▸ **TASK LIST**
1/ Reproduce the commentary on Libya from "In a country" and stop after "waning French clout.", swapping "flipside" for "downside".
2/ Write the next part of the commentary on Libya and Western intervention, picking up after its final sentence.

START DOCUMENT SEGMENT

Had the Western countries any interest in saving lives in Libya, they could have supported Hugo Chavez's proposal for a peace commission instead of rejecting it out of hand; or even put forward their own proposals for negotiation. But they are doing nothing of the kind.
Syria has not, so far, been swept into the revolts in the region; and Lebanon is a different case. Hence, among the Arab states engulfed by protests, Libya is the only one whose ruling clique is not a Western puppet. Gaddafi is a maverick, a former radical anti-imperialist leader who kicked out the US base in Libya and distributed the oil wealth among the people. Irrespective of Gaddafi's erratic statements and actions, and despite the increasing unemployment and inequality since Libya began to privatise and marketise its economy as part of its deal with Bush and Blair to return to the 'international fold' - Libya is still the most egalitarian of all the Arab oil-producing countries, and has the lowest rate of poverty in Africa.
Though in the last decade he extensively compromised with the West, and though his forces were armed by the West, Gaddafi was still not controlled by the West. And despite signing up to the War on Terror, in the eyes of the Western media, Gaddafi never lost his demonised status.
So, while every other revolt in the Arab countries has put the USA and Western Europe on the defensive, exposing their shoddy manipulations, the rebellion in Libya provided the opportunity for the West to grab the moral high ground.
In a perspicacious article for Reuters on 11th March, headlined 'France sees Libya as way to diplomatic redemption', John Irish noted:
Paris is playing a trail-blazing role in the international response to the Libyan uprising in the hope it can make a mark on whatever emerges from upheaval across the Arab world, and make up for lost diplomatic confidence.
In the latest move, France on Thursday recognized the rebel Libyan National Council, the first country to formally reject the government in Tripoli led by Muammar Gaddafi...
In a country that boasts one of the world's most extensive networks of diplomats, it is a question of pride, fueled by the fear that globalization and the rise of other economic powers may have a flipside -- waning French clout.

END DOCUMENT SEGMENT
START DATA FOR REVIEW

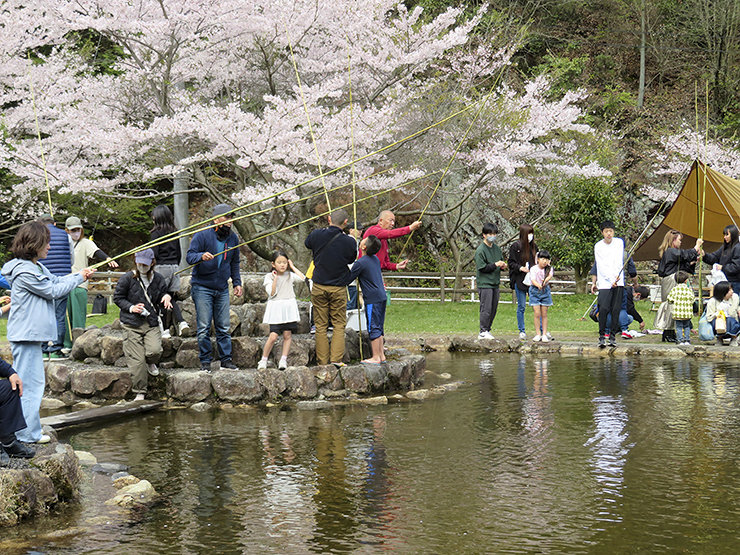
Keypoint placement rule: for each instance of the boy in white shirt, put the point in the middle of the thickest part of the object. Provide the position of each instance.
(609, 256)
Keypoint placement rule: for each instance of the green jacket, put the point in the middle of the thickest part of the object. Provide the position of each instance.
(488, 276)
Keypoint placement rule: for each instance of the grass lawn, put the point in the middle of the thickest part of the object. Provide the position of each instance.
(408, 317)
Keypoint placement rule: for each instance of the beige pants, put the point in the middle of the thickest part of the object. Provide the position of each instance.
(142, 346)
(329, 302)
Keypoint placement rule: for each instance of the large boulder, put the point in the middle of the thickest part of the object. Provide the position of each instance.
(245, 351)
(189, 387)
(302, 350)
(57, 377)
(301, 382)
(104, 382)
(354, 378)
(87, 345)
(237, 385)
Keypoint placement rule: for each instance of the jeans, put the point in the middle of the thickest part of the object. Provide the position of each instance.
(28, 361)
(60, 312)
(212, 304)
(521, 305)
(683, 330)
(624, 321)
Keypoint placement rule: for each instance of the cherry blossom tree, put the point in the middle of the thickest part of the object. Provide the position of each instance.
(209, 90)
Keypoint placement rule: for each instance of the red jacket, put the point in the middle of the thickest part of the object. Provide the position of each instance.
(384, 235)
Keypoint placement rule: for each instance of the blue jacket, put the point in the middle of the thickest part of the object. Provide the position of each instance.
(209, 273)
(33, 290)
(367, 269)
(61, 252)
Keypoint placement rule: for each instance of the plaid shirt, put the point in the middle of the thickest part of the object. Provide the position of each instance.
(682, 298)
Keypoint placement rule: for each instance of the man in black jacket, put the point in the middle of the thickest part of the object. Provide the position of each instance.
(333, 251)
(11, 416)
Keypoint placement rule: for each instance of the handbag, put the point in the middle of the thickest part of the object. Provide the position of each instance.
(720, 324)
(706, 333)
(664, 317)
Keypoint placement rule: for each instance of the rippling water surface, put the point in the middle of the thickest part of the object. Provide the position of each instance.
(531, 455)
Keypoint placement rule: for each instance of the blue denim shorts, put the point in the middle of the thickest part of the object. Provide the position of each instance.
(540, 298)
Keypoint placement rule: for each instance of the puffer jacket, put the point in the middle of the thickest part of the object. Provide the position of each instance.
(33, 290)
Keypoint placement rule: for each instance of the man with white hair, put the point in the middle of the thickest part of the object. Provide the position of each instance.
(383, 230)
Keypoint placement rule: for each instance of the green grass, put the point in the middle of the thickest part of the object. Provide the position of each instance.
(462, 318)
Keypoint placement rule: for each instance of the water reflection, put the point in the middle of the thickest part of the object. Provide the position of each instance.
(534, 455)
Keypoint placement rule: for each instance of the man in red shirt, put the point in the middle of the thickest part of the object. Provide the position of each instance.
(383, 230)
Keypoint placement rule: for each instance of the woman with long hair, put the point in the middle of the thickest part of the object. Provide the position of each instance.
(728, 257)
(521, 259)
(168, 256)
(672, 259)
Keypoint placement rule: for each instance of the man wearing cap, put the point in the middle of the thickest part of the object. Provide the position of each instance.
(333, 251)
(84, 250)
(383, 230)
(609, 257)
(215, 261)
(59, 262)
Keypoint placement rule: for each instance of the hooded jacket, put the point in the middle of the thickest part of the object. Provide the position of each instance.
(33, 290)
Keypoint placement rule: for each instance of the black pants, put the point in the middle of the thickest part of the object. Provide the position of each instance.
(11, 413)
(610, 302)
(488, 306)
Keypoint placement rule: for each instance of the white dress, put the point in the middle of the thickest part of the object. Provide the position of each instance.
(281, 307)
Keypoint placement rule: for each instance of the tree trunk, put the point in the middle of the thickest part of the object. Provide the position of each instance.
(181, 185)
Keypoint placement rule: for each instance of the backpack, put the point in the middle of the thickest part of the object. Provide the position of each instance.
(100, 305)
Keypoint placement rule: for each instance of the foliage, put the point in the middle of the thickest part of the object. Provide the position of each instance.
(579, 208)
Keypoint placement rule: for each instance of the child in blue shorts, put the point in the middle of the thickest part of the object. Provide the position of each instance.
(539, 294)
(367, 269)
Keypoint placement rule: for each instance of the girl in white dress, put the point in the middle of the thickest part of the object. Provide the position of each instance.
(282, 309)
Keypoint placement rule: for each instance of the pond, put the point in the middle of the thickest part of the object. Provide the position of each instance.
(531, 455)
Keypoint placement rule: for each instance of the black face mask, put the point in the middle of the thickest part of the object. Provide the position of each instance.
(223, 232)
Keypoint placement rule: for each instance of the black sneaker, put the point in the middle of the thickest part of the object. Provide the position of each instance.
(20, 450)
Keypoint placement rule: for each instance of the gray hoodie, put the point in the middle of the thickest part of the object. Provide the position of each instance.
(33, 290)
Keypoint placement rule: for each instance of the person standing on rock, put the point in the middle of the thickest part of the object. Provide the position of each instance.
(139, 295)
(85, 250)
(383, 230)
(333, 251)
(215, 261)
(168, 256)
(59, 262)
(488, 263)
(32, 320)
(11, 416)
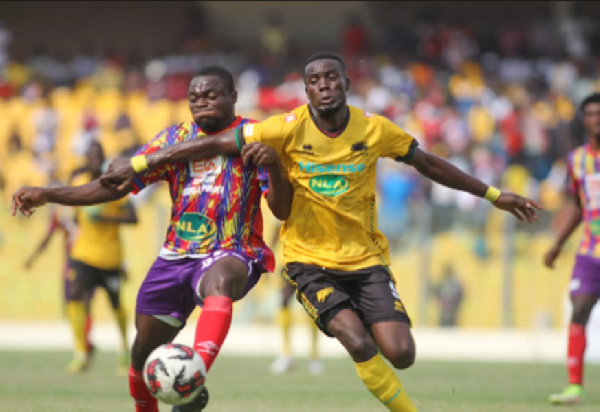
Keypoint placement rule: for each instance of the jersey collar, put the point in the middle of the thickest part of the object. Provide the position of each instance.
(334, 133)
(236, 122)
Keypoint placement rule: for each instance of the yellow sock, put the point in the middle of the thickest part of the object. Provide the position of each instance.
(314, 346)
(285, 320)
(381, 380)
(121, 317)
(76, 316)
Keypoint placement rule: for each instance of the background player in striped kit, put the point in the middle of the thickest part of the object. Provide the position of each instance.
(583, 197)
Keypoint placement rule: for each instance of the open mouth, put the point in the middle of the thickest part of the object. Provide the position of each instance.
(204, 113)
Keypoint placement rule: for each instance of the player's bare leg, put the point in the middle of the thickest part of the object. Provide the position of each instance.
(377, 376)
(223, 282)
(582, 308)
(285, 361)
(395, 342)
(77, 309)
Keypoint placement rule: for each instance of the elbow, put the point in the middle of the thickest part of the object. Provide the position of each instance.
(280, 212)
(283, 214)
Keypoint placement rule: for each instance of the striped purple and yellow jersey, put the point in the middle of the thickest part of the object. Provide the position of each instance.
(215, 201)
(584, 181)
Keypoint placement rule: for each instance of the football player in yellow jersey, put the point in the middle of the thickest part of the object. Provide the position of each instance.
(96, 260)
(335, 256)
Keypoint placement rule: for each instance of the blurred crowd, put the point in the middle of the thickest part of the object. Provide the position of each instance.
(500, 104)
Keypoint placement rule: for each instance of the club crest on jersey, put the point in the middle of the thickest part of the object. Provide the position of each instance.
(329, 185)
(195, 227)
(206, 167)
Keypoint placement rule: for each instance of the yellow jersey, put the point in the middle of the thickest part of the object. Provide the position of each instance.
(98, 244)
(333, 221)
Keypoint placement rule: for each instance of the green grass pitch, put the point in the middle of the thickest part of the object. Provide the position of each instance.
(35, 382)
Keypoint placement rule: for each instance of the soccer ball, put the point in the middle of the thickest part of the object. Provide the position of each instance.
(174, 373)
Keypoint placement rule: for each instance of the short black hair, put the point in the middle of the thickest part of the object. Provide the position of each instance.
(592, 98)
(221, 73)
(323, 56)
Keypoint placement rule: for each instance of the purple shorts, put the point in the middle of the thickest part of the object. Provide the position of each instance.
(586, 276)
(170, 285)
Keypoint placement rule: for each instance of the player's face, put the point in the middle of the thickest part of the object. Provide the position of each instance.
(211, 104)
(326, 86)
(95, 158)
(591, 119)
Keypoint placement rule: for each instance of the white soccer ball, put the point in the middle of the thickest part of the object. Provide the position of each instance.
(174, 373)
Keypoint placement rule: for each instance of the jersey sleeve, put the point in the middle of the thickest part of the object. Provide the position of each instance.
(263, 179)
(395, 143)
(572, 181)
(270, 132)
(165, 138)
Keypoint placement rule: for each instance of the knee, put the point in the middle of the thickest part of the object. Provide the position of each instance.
(401, 356)
(359, 344)
(224, 284)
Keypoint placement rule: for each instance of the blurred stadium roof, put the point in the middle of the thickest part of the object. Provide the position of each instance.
(152, 27)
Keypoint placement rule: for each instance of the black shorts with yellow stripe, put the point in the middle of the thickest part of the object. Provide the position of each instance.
(370, 292)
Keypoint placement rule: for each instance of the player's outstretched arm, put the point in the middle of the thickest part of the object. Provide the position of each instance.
(280, 193)
(573, 219)
(26, 199)
(447, 174)
(121, 172)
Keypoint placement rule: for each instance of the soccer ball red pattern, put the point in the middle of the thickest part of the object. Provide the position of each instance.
(174, 373)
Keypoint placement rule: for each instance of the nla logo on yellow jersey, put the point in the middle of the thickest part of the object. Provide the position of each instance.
(328, 183)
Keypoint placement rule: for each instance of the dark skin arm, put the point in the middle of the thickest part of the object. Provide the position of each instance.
(447, 174)
(129, 216)
(573, 219)
(120, 174)
(279, 196)
(26, 199)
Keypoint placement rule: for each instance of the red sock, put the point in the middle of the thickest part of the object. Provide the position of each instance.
(88, 328)
(212, 327)
(144, 401)
(575, 351)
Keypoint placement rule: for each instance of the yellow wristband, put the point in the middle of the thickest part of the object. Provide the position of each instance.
(139, 163)
(492, 194)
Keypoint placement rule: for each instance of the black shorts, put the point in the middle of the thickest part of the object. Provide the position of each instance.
(89, 277)
(370, 292)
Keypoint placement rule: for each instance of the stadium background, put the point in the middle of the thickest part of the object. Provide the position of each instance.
(493, 91)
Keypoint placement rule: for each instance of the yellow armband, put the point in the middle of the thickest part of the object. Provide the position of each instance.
(492, 194)
(139, 163)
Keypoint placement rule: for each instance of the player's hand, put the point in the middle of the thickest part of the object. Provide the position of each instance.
(26, 199)
(521, 207)
(551, 256)
(259, 154)
(119, 175)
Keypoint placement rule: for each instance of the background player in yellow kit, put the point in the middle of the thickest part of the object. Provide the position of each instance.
(96, 260)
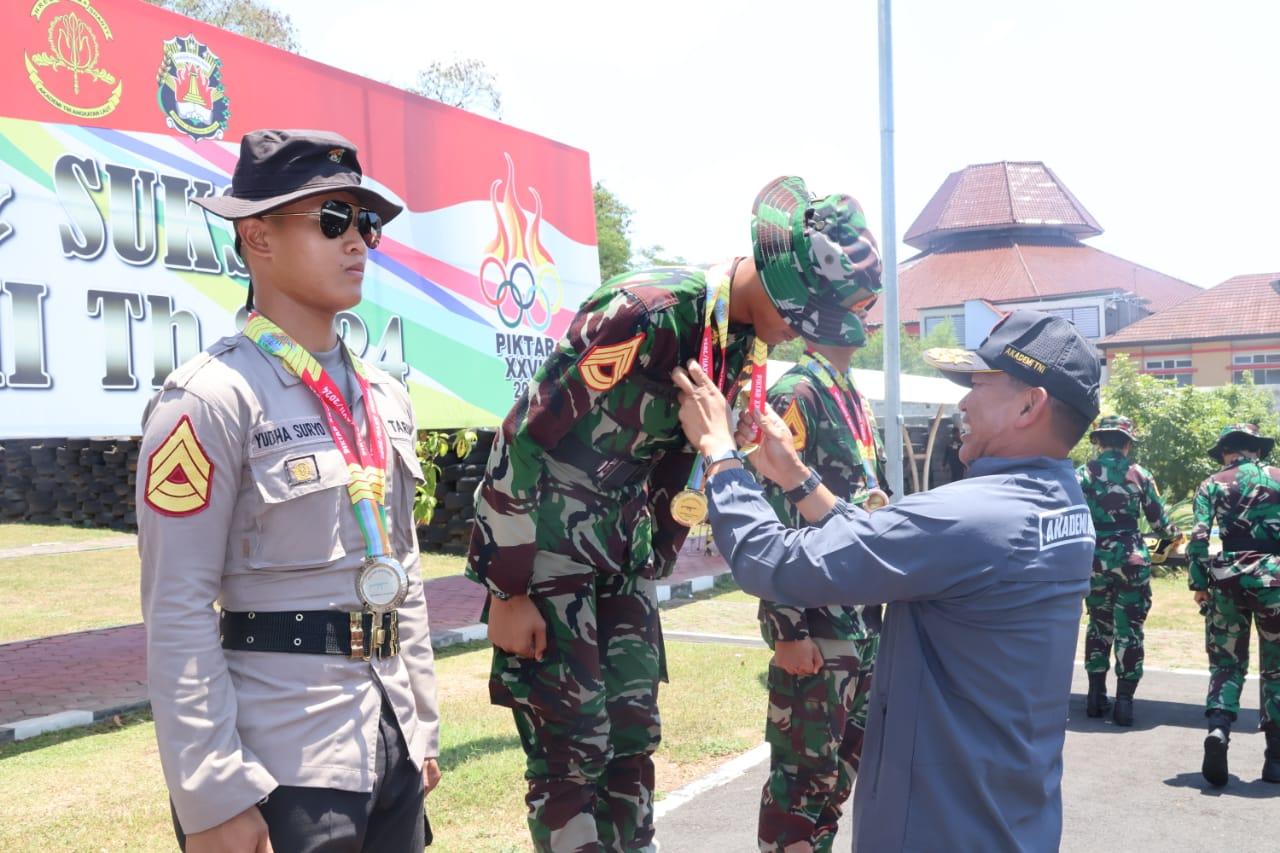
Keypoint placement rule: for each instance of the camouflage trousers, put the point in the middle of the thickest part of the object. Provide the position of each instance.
(1232, 606)
(814, 730)
(1118, 605)
(588, 712)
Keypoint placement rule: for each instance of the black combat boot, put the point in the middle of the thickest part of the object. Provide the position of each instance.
(1096, 703)
(1121, 714)
(1214, 769)
(1271, 766)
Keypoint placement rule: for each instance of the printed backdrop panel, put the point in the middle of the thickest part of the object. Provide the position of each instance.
(114, 114)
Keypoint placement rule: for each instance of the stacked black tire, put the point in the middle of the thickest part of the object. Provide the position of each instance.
(451, 527)
(90, 482)
(85, 482)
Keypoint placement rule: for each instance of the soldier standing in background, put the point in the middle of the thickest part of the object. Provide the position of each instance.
(821, 673)
(577, 510)
(1119, 492)
(1239, 585)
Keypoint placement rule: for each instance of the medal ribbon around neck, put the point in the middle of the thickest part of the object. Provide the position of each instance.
(840, 388)
(689, 506)
(366, 463)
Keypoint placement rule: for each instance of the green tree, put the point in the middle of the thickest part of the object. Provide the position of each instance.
(612, 232)
(251, 18)
(466, 83)
(872, 355)
(1178, 423)
(657, 255)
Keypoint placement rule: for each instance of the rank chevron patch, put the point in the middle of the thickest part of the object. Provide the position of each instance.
(795, 420)
(179, 473)
(604, 366)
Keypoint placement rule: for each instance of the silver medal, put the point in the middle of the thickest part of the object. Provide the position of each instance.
(382, 584)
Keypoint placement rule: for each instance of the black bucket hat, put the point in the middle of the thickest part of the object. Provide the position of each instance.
(278, 167)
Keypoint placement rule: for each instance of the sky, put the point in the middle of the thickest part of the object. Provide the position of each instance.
(1159, 117)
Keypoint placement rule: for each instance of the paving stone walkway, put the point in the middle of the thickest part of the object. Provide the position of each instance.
(76, 679)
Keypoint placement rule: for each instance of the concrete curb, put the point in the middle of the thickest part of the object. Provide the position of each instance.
(32, 726)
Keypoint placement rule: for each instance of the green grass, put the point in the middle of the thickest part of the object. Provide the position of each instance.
(101, 788)
(68, 592)
(41, 596)
(440, 565)
(19, 536)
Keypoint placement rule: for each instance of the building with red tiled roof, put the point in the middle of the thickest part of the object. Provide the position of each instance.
(1010, 233)
(1212, 338)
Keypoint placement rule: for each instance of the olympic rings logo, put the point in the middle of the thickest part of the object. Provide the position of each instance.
(520, 293)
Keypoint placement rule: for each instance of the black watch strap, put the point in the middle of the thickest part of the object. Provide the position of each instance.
(805, 488)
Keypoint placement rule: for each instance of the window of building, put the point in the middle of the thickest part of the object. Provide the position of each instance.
(1176, 369)
(956, 324)
(1086, 319)
(1265, 368)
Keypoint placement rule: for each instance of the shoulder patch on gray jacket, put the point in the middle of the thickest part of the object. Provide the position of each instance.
(1064, 527)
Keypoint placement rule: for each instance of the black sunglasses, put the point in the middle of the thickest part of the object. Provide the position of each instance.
(336, 218)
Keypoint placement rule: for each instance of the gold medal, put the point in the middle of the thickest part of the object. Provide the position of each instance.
(689, 507)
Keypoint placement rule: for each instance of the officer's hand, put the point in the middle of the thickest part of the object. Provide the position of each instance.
(798, 657)
(776, 455)
(703, 410)
(516, 626)
(430, 775)
(246, 833)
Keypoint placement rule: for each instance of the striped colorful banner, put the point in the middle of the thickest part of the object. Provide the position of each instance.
(110, 276)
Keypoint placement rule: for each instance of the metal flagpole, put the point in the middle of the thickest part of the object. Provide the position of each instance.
(888, 255)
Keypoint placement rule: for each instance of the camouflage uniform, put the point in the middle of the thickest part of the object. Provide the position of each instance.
(816, 723)
(1118, 493)
(1243, 584)
(574, 509)
(575, 506)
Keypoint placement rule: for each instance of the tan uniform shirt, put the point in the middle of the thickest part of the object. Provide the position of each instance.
(248, 507)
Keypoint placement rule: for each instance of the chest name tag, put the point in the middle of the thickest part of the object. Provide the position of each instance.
(1064, 527)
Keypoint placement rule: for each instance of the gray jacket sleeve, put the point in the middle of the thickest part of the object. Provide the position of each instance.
(931, 544)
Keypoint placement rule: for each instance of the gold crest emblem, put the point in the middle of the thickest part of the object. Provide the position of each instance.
(795, 420)
(73, 48)
(604, 366)
(179, 473)
(302, 470)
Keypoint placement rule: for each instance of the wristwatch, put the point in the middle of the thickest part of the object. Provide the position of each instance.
(805, 488)
(726, 455)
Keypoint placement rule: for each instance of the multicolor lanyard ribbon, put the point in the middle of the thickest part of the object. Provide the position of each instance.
(366, 461)
(855, 419)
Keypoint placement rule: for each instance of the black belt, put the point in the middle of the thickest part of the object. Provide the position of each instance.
(311, 632)
(1249, 543)
(1115, 528)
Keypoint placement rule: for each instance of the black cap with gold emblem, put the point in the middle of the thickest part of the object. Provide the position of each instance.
(1037, 349)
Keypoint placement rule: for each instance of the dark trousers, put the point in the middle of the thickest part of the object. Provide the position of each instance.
(321, 820)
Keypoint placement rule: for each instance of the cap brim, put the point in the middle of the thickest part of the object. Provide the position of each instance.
(1119, 432)
(772, 240)
(958, 365)
(233, 208)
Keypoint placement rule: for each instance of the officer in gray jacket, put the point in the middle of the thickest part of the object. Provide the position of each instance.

END DATA FOR REVIEW

▸ **REPLIES**
1/
In a country that boasts one of the world's most extensive networks of diplomats, it is a question of pride, fueled by the fear that globalization and the rise of other economic powers may have a downside -- waning French clout.

2/
"What is happening is that France is once again taking the initiative as it has in the past," said Axel Poniatowski, head of the parliamentary foreign affairs committee. "There was a period of turbulence in which everybody was taken by surprise and waiting to see what happens."
...[France] called for sanctions early on and with Britain is driving efforts to secure U.N. support for a resolution that would allow the imposition of a no-fly zone.
Dominique Moisi of the French Institute for International Relations says Paris has stuck its neck out and needed to.
"We can't accept the status quo (in Libya) and have gone too far to step back," Moisi said. "The question now is what we can really do beyond words. For France, it is a way to get credibility in the international community and its citizens."
The cynical position adopted by France and Britain mirrors that of the other Western powers. By condemnation, sanctions, refusing to encourage or support mediation, and readying for air strikes, they envisage that they can reinstate their tattered image as promoters of democracy and human rights, rehabilitate the concept of colonial intervention, and compete with each other for economic gains and strategic advantage in the 'new Middle East'.
Thus they aim to achieve Western redemption, by washing their hands in the blood of Libyans.